*** Opening EXTRACTED RECORDS ***

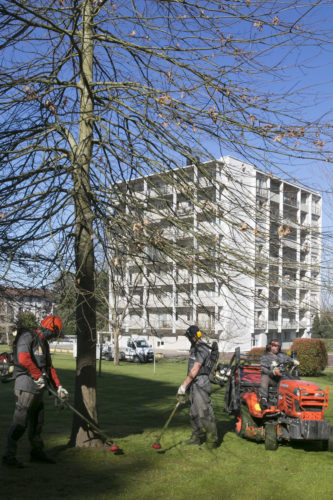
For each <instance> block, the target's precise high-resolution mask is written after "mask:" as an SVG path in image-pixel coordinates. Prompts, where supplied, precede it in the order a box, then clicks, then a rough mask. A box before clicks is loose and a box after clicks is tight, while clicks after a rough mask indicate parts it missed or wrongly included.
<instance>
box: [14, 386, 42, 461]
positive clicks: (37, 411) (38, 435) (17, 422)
mask: <svg viewBox="0 0 333 500" xmlns="http://www.w3.org/2000/svg"><path fill="white" fill-rule="evenodd" d="M43 392H44V391H40V393H38V394H32V393H31V392H25V391H15V398H16V404H15V410H14V416H13V420H12V424H11V426H10V428H9V431H8V436H7V444H6V449H5V455H6V456H12V457H15V456H16V451H17V442H18V440H19V439H20V438H21V437H22V436H23V434H24V432H25V430H26V428H27V427H28V426H29V431H28V432H29V434H28V436H29V441H30V445H31V449H32V450H41V449H42V448H43V446H44V444H43V440H42V438H41V432H42V427H43V423H44V402H43Z"/></svg>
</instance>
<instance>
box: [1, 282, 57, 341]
mask: <svg viewBox="0 0 333 500" xmlns="http://www.w3.org/2000/svg"><path fill="white" fill-rule="evenodd" d="M22 311H28V312H32V313H33V314H34V315H35V316H36V318H37V320H39V321H40V320H41V319H42V318H43V317H45V316H47V315H49V314H52V312H53V298H52V294H51V292H50V291H48V290H38V289H25V288H12V287H0V338H1V339H2V341H3V342H7V343H8V340H9V335H10V334H11V333H12V332H13V331H14V330H15V321H16V319H17V315H18V314H19V313H20V312H22Z"/></svg>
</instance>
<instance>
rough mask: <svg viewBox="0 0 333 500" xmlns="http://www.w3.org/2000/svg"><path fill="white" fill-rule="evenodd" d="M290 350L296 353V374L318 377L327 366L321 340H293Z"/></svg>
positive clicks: (297, 339)
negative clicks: (299, 362)
mask: <svg viewBox="0 0 333 500" xmlns="http://www.w3.org/2000/svg"><path fill="white" fill-rule="evenodd" d="M291 350H292V351H296V352H297V359H298V361H299V362H300V365H299V367H298V374H299V375H300V376H303V375H314V376H316V375H320V374H321V372H322V371H324V370H325V368H326V366H327V360H328V358H327V350H326V346H325V343H324V342H323V341H322V340H321V339H295V340H294V342H293V343H292V345H291Z"/></svg>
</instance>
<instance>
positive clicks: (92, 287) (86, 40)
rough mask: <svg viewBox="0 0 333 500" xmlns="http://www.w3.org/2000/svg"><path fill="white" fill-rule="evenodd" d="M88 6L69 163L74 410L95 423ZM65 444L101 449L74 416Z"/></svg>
mask: <svg viewBox="0 0 333 500" xmlns="http://www.w3.org/2000/svg"><path fill="white" fill-rule="evenodd" d="M91 5H92V4H91V2H90V1H89V0H87V1H85V2H83V3H82V43H81V78H80V88H81V96H80V125H79V126H80V128H79V141H78V145H77V150H76V152H75V159H74V160H75V161H74V163H73V167H74V168H73V182H74V205H75V223H76V224H75V265H76V287H77V306H76V321H77V358H76V378H75V408H76V409H77V410H78V411H79V412H80V413H82V414H83V415H84V416H85V417H87V418H88V419H91V420H92V422H93V423H94V424H95V425H97V420H98V419H97V408H96V305H95V302H96V301H95V293H94V292H95V282H94V279H95V261H94V241H93V220H94V216H93V210H92V205H91V203H92V197H91V186H90V162H91V158H92V145H93V101H92V82H93V38H92V29H91V26H92V19H93V15H92V6H91ZM70 445H72V446H78V447H95V446H100V445H101V440H100V439H99V438H98V436H96V435H95V434H94V433H93V432H91V431H89V429H88V427H87V424H85V422H83V421H82V420H81V419H80V418H79V417H78V416H77V415H74V416H73V424H72V433H71V438H70Z"/></svg>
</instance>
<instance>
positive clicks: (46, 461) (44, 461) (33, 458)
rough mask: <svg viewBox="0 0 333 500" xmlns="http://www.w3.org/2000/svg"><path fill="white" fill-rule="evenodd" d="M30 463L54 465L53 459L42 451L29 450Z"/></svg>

*** Closing EXTRACTED RECORDS ***

YOUR INSTRUCTIONS. Please repeat all of the data exactly, excluding images.

SOLUTION FOR THIS PROBLEM.
For each <instance> block, the target's precise high-resolution mask is written after "mask:" as an SVG path in image-pixel coordinates. Prompts, where supplied, precede it in the order a box, then clicks, then a rough mask. A box before clicks is loose and a box after clicks is tight, while clicks after a rough mask indicate parts it missed or wrongly included.
<instance>
box: [14, 386, 42, 461]
positive clicks: (37, 411) (38, 435) (17, 422)
mask: <svg viewBox="0 0 333 500" xmlns="http://www.w3.org/2000/svg"><path fill="white" fill-rule="evenodd" d="M43 392H44V391H40V393H38V394H32V393H31V392H25V391H15V398H16V404H15V410H14V416H13V420H12V424H11V426H10V428H9V431H8V436H7V444H6V449H5V455H6V456H12V457H15V456H16V451H17V442H18V440H19V439H20V438H21V437H22V436H23V434H24V432H25V430H26V428H27V427H28V426H29V431H28V432H29V434H28V436H29V441H30V445H31V449H32V450H41V449H42V448H43V446H44V444H43V440H42V438H41V432H42V427H43V423H44V402H43Z"/></svg>
</instance>
<instance>
box: [1, 282, 57, 341]
mask: <svg viewBox="0 0 333 500" xmlns="http://www.w3.org/2000/svg"><path fill="white" fill-rule="evenodd" d="M22 311H28V312H32V313H33V314H34V315H35V316H36V318H37V320H39V321H40V320H41V319H42V318H43V317H45V316H47V315H49V314H52V312H53V298H52V294H51V292H50V291H48V290H38V289H25V288H12V287H0V338H1V339H2V341H3V342H7V343H8V340H9V335H10V334H11V333H12V332H13V331H14V330H15V321H16V319H17V315H18V314H19V313H20V312H22Z"/></svg>
</instance>
<instance>
rough mask: <svg viewBox="0 0 333 500" xmlns="http://www.w3.org/2000/svg"><path fill="white" fill-rule="evenodd" d="M290 350L296 353V374L318 377L327 366L321 340H293Z"/></svg>
positive clicks: (297, 339)
negative clicks: (299, 362)
mask: <svg viewBox="0 0 333 500" xmlns="http://www.w3.org/2000/svg"><path fill="white" fill-rule="evenodd" d="M291 350H292V351H296V352H297V359H298V361H299V362H300V365H299V367H298V374H299V375H300V376H303V375H314V376H316V375H320V374H321V372H322V371H324V370H325V368H326V366H327V360H328V358H327V350H326V346H325V343H324V342H323V341H322V340H321V339H295V340H294V342H293V343H292V345H291Z"/></svg>
</instance>
<instance>
positive clicks: (92, 287) (86, 40)
rough mask: <svg viewBox="0 0 333 500" xmlns="http://www.w3.org/2000/svg"><path fill="white" fill-rule="evenodd" d="M88 6L69 163L74 410L95 423ZM65 444L101 449L74 416Z"/></svg>
mask: <svg viewBox="0 0 333 500" xmlns="http://www.w3.org/2000/svg"><path fill="white" fill-rule="evenodd" d="M91 5H92V4H91V2H90V1H89V0H87V1H85V2H83V3H82V43H81V78H80V88H81V96H80V125H79V126H80V128H79V141H78V145H77V150H76V152H75V159H74V160H75V161H74V163H73V167H74V168H73V182H74V205H75V223H76V224H75V265H76V287H77V306H76V321H77V358H76V378H75V408H76V409H77V410H78V411H79V412H80V413H82V414H83V415H84V416H85V417H87V418H88V419H91V420H92V422H93V423H94V424H95V425H97V420H98V419H97V408H96V305H95V302H96V301H95V293H94V292H95V282H94V279H95V261H94V241H93V220H94V216H93V210H92V205H91V203H92V197H91V186H90V162H91V158H92V145H93V101H92V82H93V38H92V29H91V26H92V19H93V15H92V6H91ZM70 445H72V446H78V447H95V446H100V445H101V440H100V439H99V438H98V436H96V435H95V434H94V433H93V432H91V431H89V429H88V427H87V424H85V422H83V421H82V420H81V419H80V418H79V417H78V416H77V415H74V416H73V424H72V433H71V438H70Z"/></svg>
</instance>
<instance>
positive clicks: (46, 461) (44, 461) (33, 458)
rough mask: <svg viewBox="0 0 333 500" xmlns="http://www.w3.org/2000/svg"><path fill="white" fill-rule="evenodd" d="M30 463L54 465L53 459L42 451L29 450Z"/></svg>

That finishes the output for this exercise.